Data to use:
____________________
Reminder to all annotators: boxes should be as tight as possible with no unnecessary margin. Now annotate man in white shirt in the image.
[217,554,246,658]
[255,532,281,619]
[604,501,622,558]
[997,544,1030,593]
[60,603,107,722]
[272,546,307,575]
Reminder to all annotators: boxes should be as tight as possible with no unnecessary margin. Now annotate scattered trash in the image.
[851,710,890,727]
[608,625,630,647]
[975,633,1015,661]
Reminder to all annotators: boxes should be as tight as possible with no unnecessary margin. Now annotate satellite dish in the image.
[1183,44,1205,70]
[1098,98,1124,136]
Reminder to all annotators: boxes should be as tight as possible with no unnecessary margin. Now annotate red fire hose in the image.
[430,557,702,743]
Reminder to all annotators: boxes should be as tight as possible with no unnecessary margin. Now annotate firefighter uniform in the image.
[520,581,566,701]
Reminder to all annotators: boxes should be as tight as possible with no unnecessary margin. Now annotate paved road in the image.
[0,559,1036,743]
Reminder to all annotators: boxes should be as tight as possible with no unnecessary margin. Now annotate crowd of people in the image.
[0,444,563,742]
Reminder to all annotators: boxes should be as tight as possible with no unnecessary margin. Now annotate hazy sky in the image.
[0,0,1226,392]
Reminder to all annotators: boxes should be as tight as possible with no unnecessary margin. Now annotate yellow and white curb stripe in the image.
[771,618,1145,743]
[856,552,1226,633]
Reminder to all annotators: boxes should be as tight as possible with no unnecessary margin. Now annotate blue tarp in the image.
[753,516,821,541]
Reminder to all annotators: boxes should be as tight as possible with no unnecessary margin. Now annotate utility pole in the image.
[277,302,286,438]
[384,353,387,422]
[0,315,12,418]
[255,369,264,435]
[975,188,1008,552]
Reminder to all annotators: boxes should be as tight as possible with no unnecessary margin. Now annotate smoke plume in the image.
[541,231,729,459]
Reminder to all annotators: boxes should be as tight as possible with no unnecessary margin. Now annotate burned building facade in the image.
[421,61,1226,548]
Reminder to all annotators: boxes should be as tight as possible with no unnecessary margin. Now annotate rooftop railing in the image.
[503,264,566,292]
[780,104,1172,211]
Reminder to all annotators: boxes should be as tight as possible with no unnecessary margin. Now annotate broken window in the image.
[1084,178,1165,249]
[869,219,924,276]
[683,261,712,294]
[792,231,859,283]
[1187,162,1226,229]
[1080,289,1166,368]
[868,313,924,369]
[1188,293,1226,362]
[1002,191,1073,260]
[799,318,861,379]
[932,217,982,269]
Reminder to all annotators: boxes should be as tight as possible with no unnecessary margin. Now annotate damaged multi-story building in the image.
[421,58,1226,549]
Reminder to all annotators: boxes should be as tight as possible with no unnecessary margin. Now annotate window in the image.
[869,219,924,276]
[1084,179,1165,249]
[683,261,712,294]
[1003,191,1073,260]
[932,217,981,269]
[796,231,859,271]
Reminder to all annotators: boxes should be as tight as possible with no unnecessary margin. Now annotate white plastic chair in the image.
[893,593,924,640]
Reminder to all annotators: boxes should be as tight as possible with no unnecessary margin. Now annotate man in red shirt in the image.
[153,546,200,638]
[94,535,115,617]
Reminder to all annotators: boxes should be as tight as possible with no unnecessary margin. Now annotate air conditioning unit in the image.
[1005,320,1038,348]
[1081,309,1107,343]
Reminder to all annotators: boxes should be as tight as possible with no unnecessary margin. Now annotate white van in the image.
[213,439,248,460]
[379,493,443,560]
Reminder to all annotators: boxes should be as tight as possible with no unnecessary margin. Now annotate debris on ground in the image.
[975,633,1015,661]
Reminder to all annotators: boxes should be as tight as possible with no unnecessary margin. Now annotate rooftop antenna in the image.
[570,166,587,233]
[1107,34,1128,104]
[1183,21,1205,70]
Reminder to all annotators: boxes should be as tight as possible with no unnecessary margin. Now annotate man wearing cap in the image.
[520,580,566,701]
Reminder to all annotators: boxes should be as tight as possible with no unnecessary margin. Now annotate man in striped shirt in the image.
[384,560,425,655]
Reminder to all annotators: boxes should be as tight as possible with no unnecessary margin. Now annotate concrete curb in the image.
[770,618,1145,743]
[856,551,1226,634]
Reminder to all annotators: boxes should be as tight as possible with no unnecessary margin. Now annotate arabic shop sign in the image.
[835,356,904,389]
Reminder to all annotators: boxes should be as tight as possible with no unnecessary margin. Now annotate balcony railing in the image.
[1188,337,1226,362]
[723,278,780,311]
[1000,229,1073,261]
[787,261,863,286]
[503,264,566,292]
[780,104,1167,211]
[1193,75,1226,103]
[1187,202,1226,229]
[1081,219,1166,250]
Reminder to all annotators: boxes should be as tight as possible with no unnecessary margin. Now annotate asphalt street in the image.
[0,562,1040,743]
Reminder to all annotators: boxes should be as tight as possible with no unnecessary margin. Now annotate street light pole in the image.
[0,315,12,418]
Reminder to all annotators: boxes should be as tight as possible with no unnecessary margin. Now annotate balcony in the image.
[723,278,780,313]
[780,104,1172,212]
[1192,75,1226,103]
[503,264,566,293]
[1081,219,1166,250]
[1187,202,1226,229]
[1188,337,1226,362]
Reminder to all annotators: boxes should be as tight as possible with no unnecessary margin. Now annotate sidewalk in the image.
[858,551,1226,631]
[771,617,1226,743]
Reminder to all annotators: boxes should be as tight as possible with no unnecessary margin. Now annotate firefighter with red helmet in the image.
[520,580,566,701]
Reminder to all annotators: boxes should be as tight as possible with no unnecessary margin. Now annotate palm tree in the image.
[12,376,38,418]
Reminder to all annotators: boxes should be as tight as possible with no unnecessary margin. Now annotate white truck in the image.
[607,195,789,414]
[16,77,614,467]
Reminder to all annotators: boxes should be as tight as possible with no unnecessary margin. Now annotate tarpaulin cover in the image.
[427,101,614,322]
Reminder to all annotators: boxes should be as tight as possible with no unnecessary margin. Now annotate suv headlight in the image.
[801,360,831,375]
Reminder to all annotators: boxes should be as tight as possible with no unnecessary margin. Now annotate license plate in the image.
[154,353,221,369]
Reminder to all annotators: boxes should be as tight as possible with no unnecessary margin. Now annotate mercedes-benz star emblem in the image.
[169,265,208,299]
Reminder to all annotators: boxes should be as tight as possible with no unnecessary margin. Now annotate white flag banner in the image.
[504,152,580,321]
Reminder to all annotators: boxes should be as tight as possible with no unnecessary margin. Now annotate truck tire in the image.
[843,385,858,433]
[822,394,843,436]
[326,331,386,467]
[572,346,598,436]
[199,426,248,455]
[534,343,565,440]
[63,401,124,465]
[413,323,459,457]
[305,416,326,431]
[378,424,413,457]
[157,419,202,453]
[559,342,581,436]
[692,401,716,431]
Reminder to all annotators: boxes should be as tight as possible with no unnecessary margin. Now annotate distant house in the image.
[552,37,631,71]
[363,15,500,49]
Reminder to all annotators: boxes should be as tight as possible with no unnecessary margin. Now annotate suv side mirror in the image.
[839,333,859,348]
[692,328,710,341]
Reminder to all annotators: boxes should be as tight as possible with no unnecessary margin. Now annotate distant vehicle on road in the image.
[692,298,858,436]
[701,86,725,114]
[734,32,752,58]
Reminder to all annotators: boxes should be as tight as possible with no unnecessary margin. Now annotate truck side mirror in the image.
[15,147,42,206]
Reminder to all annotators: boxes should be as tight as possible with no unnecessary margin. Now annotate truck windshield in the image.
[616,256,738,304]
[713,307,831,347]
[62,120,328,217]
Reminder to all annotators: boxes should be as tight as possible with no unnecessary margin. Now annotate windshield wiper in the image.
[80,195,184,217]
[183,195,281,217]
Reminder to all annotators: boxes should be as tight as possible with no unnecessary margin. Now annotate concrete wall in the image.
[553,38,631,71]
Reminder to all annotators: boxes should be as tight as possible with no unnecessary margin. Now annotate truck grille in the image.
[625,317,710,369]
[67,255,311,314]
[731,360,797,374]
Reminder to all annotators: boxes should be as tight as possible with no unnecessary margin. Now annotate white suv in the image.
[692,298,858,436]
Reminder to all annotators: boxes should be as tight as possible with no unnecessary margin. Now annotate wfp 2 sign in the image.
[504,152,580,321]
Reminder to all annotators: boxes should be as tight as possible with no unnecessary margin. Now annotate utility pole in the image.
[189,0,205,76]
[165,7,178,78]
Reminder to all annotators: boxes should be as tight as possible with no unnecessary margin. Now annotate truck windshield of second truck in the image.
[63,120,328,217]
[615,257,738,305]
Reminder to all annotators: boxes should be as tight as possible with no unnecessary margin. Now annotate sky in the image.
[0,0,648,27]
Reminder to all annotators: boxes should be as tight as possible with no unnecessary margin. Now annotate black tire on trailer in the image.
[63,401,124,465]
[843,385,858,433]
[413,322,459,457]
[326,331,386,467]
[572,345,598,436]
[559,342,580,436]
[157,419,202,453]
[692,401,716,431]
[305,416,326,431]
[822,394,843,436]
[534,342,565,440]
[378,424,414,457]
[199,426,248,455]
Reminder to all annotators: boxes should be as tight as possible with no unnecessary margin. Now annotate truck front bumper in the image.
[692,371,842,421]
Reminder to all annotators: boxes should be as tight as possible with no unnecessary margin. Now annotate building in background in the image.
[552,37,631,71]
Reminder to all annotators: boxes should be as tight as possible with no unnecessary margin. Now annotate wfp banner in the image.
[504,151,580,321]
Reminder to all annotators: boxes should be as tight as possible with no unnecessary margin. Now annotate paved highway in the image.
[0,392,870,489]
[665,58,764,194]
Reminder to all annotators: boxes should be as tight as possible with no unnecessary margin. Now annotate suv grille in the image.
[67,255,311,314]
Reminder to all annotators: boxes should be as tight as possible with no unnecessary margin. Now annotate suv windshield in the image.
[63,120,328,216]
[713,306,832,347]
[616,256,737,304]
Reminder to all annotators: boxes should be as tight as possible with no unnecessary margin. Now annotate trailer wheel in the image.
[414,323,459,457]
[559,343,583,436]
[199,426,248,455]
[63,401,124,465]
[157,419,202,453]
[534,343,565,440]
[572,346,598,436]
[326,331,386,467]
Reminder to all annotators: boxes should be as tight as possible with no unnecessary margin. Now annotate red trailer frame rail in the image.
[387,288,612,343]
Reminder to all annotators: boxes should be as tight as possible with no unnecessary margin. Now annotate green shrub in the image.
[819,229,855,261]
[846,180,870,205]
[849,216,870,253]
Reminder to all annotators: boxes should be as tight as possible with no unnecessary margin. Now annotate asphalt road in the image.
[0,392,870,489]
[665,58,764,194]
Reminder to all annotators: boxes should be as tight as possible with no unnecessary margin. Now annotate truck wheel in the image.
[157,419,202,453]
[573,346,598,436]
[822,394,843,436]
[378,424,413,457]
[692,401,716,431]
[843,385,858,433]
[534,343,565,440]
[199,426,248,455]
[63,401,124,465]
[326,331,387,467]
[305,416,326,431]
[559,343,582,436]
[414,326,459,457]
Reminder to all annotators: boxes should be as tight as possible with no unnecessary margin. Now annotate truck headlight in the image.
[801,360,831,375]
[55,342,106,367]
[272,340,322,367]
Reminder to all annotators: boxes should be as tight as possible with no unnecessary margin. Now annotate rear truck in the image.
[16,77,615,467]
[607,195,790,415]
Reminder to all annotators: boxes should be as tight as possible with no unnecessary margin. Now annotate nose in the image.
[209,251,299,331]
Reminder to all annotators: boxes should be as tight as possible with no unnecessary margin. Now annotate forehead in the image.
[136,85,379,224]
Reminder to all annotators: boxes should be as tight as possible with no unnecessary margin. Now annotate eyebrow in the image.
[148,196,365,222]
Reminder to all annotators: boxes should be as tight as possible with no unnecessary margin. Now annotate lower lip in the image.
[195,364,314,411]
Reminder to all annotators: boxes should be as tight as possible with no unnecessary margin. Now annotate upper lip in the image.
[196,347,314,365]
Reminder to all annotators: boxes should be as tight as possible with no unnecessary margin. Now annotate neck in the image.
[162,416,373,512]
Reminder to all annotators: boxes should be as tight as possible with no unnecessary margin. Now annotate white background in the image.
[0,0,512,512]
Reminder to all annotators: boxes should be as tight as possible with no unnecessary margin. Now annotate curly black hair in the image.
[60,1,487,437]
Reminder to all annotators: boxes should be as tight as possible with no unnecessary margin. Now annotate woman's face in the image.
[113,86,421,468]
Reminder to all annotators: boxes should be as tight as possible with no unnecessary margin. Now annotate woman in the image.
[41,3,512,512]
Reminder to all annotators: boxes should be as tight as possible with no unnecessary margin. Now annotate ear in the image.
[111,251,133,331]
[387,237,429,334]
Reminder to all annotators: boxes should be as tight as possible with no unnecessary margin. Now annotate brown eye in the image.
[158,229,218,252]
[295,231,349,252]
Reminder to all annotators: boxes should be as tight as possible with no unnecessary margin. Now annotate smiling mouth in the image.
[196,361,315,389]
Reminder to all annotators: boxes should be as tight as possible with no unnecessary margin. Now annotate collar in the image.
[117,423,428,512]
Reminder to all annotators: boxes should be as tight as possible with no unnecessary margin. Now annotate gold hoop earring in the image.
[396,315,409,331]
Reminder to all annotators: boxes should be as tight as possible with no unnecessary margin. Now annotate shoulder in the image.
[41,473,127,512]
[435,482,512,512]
____________________
What the task asks: Rewrite only the entries from the line containing "upper lip in the image." down to the line containing "[162,416,373,512]", both lines included, keeping each request and adding 115 to every bounding-box coordinate.

Complete output:
Reminder to all annotators: boxes should be as tight as possible with no unnecessary margin. Now annotate upper lip in the image.
[311,462,429,480]
Reminder to all annotators: boxes should be as tight as possible with no unnecessary margin. Now annotate neck in the image.
[277,531,488,627]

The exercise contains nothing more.